| SELECTION |
Reason for outsourcing speech interpretation?

I assume mycroft will be using mutiple microphones as attaining high accuracy with a single not-so-expensive microphone is ver difficult. That’s where UBI fails.
So all the audio processing (multi-channel noise reduction, filtering etc) is going to be done on the cloud?
Wouldn’t it add to the data usage ??

In other words, mycroft is not completely open source. The backend is closed source which to me is dishonest. But you must have chosen to omit this in thr ks bc you would have recieved less funding. Gg

1 Like

I am using Dragon 14 Professional for my speech recognition and it works fantastic. I use a Microsoft Kinect 1st gen as my microphone. I have had excellent results. Granted I am using this with another A.I. entity but still…

@Michael_Speth as I mentioned in the other post. We are using what we can while we develop an open model via the OpenSTT initiative. This is an extremely difficult task to undertake so we are using what we can as we pour development time and money into developing an open source alternative.

If you would like to help we would appreciate it, but your assumptions about us seeking to swindle people is offensive to me.

2 Likes

Take a look at the Julius recognizer. When I worked with it, it seemed pretty fast and runs on a Raspberry PI. Only catch is the free dictionaries it comes with are for Japanese, which I speak well enough for testing purposes. It is open source though.

Do you really think you need a dictation -type recognizer though?

I’m also trying to integrate Kinect with A.I. but I’m struggled with MS SDK - most examples are in C# and I’m more into Python. What programming language do you use to interact with Kinect? Is it possible to run it on Linux? As far as I’m concerned one is stuck to MS Windows.

Nevertheless, that’s what happened. People backed it on the basis of a description that isn’t valid. I used the contact form on mycroft.ai to attempt to get an answer, but haven’t received a response in the week since.

Nowhere is there a place to cancel an order - how do we do that? Until there’s a clean back-end that doesn’t require a Google login, I’m not interested in buying - and would not have if the Google ties were clear from the beginning.

| PROMPT |
Copy the forum thread from "Wouldn’t it add" to "open source alternative.", substituting "support" for "funding". The rows are not needed here.

| EXTRACTED ENTRIES |
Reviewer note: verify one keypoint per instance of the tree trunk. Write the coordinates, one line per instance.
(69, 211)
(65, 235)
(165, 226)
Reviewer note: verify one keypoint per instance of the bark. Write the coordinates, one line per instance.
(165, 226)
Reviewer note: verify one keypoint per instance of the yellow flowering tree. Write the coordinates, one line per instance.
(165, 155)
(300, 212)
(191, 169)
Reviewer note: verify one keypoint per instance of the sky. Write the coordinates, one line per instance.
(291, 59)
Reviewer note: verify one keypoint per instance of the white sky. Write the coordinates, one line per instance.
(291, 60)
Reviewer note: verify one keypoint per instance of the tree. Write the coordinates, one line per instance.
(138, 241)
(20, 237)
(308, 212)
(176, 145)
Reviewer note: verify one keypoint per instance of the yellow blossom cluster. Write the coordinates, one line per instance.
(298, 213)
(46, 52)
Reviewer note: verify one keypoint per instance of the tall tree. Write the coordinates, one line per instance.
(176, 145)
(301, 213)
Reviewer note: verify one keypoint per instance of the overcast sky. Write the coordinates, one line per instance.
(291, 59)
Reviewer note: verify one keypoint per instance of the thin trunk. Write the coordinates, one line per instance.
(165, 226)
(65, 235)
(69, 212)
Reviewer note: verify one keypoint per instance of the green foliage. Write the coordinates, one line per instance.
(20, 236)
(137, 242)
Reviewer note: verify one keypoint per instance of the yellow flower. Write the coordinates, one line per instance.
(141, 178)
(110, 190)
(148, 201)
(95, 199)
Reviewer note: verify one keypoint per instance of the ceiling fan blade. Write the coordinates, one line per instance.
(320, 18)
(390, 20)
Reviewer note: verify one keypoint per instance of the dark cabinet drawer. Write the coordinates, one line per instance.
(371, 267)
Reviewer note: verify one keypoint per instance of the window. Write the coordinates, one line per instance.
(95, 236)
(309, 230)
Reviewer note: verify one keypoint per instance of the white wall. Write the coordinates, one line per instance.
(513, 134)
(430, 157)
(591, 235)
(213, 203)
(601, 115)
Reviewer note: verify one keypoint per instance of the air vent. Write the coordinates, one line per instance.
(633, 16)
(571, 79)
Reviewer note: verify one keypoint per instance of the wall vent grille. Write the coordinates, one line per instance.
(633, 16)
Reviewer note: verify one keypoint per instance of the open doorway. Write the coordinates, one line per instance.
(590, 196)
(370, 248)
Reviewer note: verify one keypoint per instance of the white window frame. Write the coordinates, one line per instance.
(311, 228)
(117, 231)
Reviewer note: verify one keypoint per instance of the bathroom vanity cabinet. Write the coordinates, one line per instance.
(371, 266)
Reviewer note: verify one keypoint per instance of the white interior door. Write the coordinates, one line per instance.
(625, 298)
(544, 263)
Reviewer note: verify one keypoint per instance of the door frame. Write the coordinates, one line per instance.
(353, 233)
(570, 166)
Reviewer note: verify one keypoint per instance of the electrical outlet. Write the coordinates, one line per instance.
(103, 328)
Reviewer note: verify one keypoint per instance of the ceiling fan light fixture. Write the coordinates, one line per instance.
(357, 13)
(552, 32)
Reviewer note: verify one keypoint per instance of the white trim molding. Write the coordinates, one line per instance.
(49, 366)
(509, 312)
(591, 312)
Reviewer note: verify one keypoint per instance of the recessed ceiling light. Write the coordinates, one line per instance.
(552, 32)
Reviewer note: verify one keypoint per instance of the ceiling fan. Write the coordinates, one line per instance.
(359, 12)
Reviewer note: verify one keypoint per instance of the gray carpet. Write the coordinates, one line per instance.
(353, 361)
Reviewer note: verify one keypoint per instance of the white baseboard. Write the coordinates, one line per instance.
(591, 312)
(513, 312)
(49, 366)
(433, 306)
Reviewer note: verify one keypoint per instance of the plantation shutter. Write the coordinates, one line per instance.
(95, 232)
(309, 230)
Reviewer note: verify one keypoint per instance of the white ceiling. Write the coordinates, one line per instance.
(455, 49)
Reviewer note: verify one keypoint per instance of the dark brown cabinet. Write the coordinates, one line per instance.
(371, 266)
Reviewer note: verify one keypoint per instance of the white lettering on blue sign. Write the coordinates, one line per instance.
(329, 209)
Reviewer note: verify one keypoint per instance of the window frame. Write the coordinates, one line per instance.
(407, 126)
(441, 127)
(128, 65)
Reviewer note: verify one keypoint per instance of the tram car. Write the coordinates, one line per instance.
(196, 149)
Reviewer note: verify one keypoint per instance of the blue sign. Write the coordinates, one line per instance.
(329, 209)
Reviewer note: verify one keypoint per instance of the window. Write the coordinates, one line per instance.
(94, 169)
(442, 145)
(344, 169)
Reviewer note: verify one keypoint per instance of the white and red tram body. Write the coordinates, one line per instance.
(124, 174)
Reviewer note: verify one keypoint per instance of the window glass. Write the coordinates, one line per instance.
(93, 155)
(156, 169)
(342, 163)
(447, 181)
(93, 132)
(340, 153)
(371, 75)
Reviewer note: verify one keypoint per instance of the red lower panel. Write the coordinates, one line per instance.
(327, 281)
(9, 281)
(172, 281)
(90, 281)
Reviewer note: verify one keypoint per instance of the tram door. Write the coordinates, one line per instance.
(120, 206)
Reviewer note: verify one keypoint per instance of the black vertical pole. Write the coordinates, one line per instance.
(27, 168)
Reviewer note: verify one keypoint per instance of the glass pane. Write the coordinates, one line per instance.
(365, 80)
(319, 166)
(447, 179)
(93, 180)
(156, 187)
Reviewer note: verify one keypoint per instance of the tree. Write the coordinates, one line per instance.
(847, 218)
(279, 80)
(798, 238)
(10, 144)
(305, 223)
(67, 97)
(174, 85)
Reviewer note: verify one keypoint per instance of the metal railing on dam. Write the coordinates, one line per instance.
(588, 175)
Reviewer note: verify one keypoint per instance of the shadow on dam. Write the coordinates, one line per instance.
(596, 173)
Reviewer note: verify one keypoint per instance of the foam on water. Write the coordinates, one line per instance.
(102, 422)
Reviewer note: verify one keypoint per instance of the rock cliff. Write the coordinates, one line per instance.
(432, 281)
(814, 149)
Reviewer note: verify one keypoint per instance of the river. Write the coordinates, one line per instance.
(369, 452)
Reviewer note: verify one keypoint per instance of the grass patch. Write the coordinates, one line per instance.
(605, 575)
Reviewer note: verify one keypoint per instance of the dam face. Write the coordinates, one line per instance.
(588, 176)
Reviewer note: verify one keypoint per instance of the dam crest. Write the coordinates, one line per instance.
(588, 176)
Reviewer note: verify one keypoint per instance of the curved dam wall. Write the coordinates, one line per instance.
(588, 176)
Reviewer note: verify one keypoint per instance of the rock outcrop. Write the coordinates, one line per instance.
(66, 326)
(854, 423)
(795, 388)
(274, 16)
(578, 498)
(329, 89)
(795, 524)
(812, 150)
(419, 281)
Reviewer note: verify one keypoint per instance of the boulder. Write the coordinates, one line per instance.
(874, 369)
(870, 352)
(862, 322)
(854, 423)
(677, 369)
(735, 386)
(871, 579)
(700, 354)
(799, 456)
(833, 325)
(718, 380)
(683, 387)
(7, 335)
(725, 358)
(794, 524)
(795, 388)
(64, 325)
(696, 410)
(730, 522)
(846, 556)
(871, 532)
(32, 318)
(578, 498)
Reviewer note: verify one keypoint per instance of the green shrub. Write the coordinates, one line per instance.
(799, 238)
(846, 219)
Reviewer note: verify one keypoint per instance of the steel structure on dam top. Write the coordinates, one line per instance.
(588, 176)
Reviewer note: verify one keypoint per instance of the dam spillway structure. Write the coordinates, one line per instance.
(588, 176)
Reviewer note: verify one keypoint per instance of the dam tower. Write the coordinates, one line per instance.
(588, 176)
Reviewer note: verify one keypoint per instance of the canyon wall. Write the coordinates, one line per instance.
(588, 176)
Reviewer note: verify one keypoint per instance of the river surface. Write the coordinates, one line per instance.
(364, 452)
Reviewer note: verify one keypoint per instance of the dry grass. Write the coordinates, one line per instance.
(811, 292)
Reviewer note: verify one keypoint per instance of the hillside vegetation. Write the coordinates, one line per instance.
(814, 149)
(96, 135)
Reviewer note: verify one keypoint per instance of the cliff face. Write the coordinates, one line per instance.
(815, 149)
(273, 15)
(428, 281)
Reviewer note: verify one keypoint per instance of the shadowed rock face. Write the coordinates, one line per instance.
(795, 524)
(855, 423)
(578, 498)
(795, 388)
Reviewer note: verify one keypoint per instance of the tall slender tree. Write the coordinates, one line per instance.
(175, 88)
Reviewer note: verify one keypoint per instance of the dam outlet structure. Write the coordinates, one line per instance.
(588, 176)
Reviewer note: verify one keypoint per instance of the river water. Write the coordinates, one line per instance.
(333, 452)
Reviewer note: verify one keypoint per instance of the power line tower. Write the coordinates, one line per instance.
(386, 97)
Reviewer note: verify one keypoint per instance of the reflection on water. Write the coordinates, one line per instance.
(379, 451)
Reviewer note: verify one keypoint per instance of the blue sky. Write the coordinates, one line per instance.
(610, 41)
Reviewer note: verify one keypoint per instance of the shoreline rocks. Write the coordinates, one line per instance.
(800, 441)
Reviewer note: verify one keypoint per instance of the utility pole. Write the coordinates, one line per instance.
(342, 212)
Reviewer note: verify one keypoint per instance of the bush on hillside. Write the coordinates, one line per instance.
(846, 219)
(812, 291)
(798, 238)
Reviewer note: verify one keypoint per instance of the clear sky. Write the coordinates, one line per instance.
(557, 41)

| FINAL RESULT |
Wouldn’t it add to the data usage ??

In other words, mycroft is not completely open source. The backend is closed source which to me is dishonest. But you must have chosen to omit this in thr ks bc you would have recieved less support. Gg

1 Like

I am using Dragon 14 Professional for my speech recognition and it works fantastic. I use a Microsoft Kinect 1st gen as my microphone. I have had excellent results. Granted I am using this with another A.I. entity but still…

@Michael_Speth as I mentioned in the other post. We are using what we can while we develop an open model via the OpenSTT initiative. This is an extremely difficult task to undertake so we are using what we can as we pour development time and money into developing an open source alternative.